**ROWS**

[START]

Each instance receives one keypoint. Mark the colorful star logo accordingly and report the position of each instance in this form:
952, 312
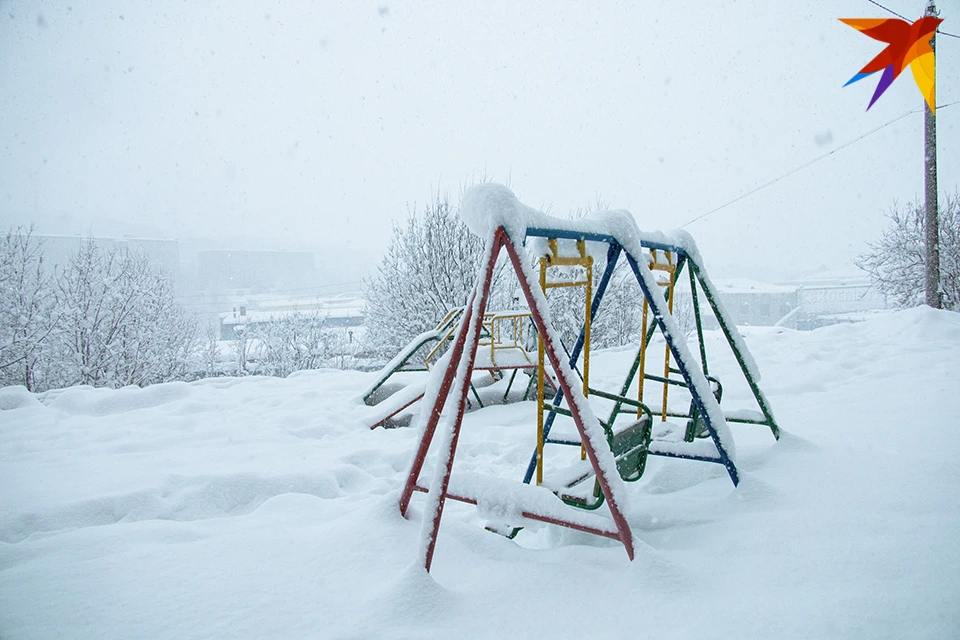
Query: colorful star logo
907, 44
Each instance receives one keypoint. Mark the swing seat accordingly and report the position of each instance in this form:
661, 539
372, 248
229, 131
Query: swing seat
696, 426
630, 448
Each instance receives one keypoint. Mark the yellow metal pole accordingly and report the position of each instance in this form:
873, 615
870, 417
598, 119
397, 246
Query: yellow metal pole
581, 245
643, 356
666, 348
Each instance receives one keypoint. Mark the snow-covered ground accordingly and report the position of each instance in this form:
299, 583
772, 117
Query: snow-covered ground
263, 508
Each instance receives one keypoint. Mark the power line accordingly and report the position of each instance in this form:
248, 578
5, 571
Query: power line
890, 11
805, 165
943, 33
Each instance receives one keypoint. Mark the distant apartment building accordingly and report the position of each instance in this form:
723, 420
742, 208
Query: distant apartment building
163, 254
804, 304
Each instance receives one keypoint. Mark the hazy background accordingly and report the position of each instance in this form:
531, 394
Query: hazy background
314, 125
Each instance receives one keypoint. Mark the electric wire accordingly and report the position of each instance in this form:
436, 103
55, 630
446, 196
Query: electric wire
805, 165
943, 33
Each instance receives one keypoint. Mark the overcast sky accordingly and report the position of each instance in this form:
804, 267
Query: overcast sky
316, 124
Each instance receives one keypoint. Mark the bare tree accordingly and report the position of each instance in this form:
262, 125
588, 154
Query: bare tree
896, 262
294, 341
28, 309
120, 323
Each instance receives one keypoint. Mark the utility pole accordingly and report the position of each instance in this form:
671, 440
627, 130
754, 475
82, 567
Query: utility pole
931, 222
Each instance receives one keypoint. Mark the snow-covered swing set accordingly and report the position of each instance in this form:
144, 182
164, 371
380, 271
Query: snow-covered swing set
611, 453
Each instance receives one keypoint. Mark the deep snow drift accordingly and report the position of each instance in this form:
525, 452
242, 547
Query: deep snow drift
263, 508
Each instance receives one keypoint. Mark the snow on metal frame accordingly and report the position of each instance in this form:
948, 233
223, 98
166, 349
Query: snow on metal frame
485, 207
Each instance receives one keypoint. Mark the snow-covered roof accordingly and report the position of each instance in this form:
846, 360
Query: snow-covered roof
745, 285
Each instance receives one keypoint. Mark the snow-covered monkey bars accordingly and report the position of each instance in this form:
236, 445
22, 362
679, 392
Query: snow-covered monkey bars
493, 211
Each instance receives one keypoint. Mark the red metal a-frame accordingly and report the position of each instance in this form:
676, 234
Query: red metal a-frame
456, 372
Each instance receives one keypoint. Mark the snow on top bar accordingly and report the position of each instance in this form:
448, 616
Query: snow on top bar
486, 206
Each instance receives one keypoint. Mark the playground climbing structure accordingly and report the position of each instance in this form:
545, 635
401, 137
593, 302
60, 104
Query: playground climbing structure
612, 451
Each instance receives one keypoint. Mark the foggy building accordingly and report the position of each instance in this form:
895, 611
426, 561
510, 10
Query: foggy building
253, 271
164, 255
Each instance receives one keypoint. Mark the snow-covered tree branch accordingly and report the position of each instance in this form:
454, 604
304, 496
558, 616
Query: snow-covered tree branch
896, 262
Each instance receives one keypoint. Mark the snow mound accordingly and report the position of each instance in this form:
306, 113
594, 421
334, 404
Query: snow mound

[END]
[START]

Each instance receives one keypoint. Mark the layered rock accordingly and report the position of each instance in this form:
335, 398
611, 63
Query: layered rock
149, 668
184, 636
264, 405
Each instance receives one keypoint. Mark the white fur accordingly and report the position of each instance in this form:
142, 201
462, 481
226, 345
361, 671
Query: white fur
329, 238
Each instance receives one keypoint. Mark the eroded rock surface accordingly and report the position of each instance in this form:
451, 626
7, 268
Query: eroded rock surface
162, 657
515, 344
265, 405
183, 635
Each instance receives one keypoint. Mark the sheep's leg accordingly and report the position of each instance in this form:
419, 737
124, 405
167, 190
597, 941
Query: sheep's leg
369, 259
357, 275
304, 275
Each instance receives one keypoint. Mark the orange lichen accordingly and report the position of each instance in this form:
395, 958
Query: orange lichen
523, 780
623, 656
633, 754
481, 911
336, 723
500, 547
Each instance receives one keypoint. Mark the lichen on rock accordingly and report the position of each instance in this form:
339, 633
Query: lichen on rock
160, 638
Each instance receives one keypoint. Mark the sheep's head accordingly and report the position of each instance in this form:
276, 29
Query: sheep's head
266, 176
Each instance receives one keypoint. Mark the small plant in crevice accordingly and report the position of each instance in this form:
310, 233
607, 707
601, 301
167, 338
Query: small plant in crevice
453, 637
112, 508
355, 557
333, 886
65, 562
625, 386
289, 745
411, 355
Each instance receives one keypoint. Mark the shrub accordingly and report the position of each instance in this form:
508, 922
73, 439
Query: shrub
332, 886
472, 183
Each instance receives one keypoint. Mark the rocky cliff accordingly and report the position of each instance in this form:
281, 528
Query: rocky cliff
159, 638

[END]

How many of the lines above contain the word "mound", matching case? Reply with the number alone.

**RESULT OF THIS TASK**
2